→ What is asked:
Carry on writing the MFDA settlement agreement concerning Jeffery John Burchill, starting after its final sentence.

→ Passage provided:
▶
Settlement Agreement
File No. 201755
IN THE MATTER OF A SETTLEMENT HEARING
PURSUANT TO SECTION 24.4 OF BY-LAW NO. 1 OF
THE MUTUAL FUND DEALERS ASSOCIATION OF CANADA
Re: Jeffery John Burchill
SETTLEMENT AGREEMENT
I. INTRODUCTION
- Staff of the Mutual Fund Dealers Association of Canada (“Staff”) and the Respondent, Jeffery John Burchill (“Respondent”), consent and agree to settlement of this matter by way of this agreement (“Settlement Agreement”).
- Staff conducted an investigation of the Respondent’s activities which disclosed activity for which the Respondent could be penalized on the exercise of the discretion of the Hearing Panel pursuant to s. 24.1 of By-law No. 1.
II. JOINT SETTLEMENT RECOMMENDATION
- Staff and the Respondent jointly recommend that the Hearing Panel accept the Settlement Agreement.
- The Respondent admits to the following violations of the By-laws, Rules or Policies of the MFDA:
- between October 2003 and February 2015, the Respondent obtained, possessed, and used to process transactions, 222 pre-signed account forms in respect of 92 clients, contrary to MFDA Rule 2.1.1.
- Staff and the Respondent agree and consent to the following terms of settlement:
- the Respondent shall be prohibited from conducting securities related business in any capacity while in the employ of or associated with a Member of the MFDA for a 30 day period between August 15, 2017 and September 14, 2017 pursuant to s. 24.1.1(e) of MFDA By-law No. 1;
- the Respondent shall pay a fine in the amount of $20,000 pursuant to s. 24.1.1(b) of MFDA By-law No. 1 with $10,000 due immediately upon approval of this settlement agreement and $10,000 due August 1, 2017;
- the Respondent shall pay costs in the amount of $2,500 pursuant to s. 24.2 of MFDA By-law No. 1;
- the Respondent shall in the future comply with MFDA Rule 2.1.1; and
- the Respondent will attend in person, on the date set for the Settlement Hearing.
- Staff and the Respondent agree to the settlement on the basis of the facts set out in Part III herein and consent to the making of an Order in the form attached as Schedule “A”.
III. AGREED FACTS
Registration History
- Since 1992, the Respondent has been registered in Ontario as a mutual fund salesperson (now known as a Dealing Representative) with Sun Life Financial Investment Services (Canada) Inc.[1], a Member of the MFDA.
- At all material times, the Respondent conducted business in the Sarnia, Ontario area.
Pre-Signed Account Forms
- Sun Life’s policies and procedures prohibited its Approved Persons, including the Respondent, from using pre-signed account forms.
- Between October 2003 and February 2015, the Respondent obtained, possessed, and used to process transactions, 222 pre-signed account forms in respect of 92 clients, contrary to MFDA Rule 2.1.1.
- The pre-signed account forms included order tickets, pre-authorized contribution forms, and transfer authorization forms.
Sun Life’s Investigation
- In or around February 2015, Sun Life’s Dealer Operations Group identified pre-signed account forms during its routine review of documents that the Respondent submitted for processing. As part of its investigation, Sun Life reviewed all client files serviced by the Respondent, and identified further pre-signed account forms that make up part of this Settlement Agreement.
◀
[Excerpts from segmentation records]
▶
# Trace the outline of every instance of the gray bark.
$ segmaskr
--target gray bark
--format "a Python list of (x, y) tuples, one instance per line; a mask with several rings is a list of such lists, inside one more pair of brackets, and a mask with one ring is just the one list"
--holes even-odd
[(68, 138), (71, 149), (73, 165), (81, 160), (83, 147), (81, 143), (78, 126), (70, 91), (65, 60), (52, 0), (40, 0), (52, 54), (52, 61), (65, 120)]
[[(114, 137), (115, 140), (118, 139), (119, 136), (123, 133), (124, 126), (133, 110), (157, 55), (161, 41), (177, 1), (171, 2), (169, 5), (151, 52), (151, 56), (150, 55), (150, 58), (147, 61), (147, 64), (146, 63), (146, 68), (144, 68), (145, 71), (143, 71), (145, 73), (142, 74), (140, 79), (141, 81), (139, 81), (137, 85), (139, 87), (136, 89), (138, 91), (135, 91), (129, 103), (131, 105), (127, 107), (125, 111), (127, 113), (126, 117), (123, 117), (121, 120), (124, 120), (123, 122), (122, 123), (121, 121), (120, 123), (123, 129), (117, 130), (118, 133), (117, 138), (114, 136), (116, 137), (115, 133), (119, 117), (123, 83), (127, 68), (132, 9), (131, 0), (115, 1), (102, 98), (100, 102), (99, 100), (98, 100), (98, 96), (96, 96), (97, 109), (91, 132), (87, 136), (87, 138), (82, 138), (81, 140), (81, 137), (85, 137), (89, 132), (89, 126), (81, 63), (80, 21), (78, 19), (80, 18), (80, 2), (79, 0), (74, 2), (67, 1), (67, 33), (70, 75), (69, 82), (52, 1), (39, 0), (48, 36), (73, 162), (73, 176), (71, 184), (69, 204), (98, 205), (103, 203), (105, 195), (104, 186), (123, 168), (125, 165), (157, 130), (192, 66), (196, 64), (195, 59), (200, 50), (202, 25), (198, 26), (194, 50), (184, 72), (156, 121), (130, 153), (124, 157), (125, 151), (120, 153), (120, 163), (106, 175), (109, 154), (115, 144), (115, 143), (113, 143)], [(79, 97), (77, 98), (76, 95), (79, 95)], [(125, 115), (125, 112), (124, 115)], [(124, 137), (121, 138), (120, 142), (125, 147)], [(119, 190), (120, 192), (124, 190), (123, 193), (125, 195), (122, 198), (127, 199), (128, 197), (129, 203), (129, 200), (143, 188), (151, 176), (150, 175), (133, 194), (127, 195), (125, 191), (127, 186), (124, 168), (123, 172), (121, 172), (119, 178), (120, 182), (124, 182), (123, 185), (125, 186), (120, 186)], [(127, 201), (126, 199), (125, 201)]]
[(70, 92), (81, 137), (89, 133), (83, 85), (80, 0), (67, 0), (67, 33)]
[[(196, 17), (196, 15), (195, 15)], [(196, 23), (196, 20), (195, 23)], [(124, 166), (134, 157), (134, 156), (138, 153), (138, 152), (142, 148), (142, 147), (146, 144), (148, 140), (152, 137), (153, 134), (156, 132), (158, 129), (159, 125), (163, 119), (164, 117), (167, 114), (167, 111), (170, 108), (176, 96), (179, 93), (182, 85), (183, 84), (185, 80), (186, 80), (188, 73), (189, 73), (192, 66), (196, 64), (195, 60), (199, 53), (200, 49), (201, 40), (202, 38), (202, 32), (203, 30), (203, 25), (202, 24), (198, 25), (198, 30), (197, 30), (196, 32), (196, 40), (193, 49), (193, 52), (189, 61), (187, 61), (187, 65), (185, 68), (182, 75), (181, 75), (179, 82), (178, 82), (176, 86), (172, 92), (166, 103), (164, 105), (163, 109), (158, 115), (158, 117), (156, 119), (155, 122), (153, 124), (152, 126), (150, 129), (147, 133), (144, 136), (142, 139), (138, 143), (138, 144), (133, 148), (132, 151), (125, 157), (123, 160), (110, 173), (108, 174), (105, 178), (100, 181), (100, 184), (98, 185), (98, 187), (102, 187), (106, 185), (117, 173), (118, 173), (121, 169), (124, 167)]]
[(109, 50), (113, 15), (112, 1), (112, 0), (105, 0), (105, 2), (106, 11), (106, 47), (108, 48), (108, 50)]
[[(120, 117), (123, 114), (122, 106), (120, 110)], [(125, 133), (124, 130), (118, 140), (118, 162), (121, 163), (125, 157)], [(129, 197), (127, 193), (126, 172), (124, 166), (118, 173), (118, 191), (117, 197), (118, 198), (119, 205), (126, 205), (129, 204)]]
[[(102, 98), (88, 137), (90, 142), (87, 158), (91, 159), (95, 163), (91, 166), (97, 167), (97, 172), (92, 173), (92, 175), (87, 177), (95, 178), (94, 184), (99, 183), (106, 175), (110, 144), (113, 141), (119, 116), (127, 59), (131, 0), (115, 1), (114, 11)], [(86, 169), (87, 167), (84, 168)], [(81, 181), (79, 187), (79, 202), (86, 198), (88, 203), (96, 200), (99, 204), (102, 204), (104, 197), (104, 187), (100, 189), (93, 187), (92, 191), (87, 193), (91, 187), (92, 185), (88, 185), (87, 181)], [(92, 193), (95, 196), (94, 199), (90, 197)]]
◀
→ Exercise answer:
- Sun Life sent letters to all of the clients serviced by the Respondent in order to determine if the Respondent engaged in any unauthorized trading. No clients raised concerns.
- Sun Life placed the Respondent under close supervision and issued him a warning letter in respect of the pre-signed account forms.
Additional Factors
- There is no evidence that the Respondent received any financial benefit from engaging in the misconduct described above beyond the commissions and fees that he would ordinarily be entitled to receive had the transactions been carried out in the proper manner.
- There is no evidence of client loss.
- There is no evidence of lack of client authorization.
- The Respondent cooperated with Sun Life’s investigation into his conduct.
- The Respondent has not previously been the subject of MFDA proceedings.
- The misconduct set out in this Settlement Agreement occurred before October 2015, when the MFDA issued its latest Bulletin on pre-signed account forms.
- By entering into this Settlement Agreement, the Respondent has saved the MFDA the time, resources, and expenses associated with conducting a full hearing on the allegations.
IV. ADDITIONAL TERMS OF SETTLEMENT
- This settlement is agreed upon in accordance with section 24.4 of MFDA By-law No. 1 and Rules 14 and 15 of the MFDA Rules of Procedure.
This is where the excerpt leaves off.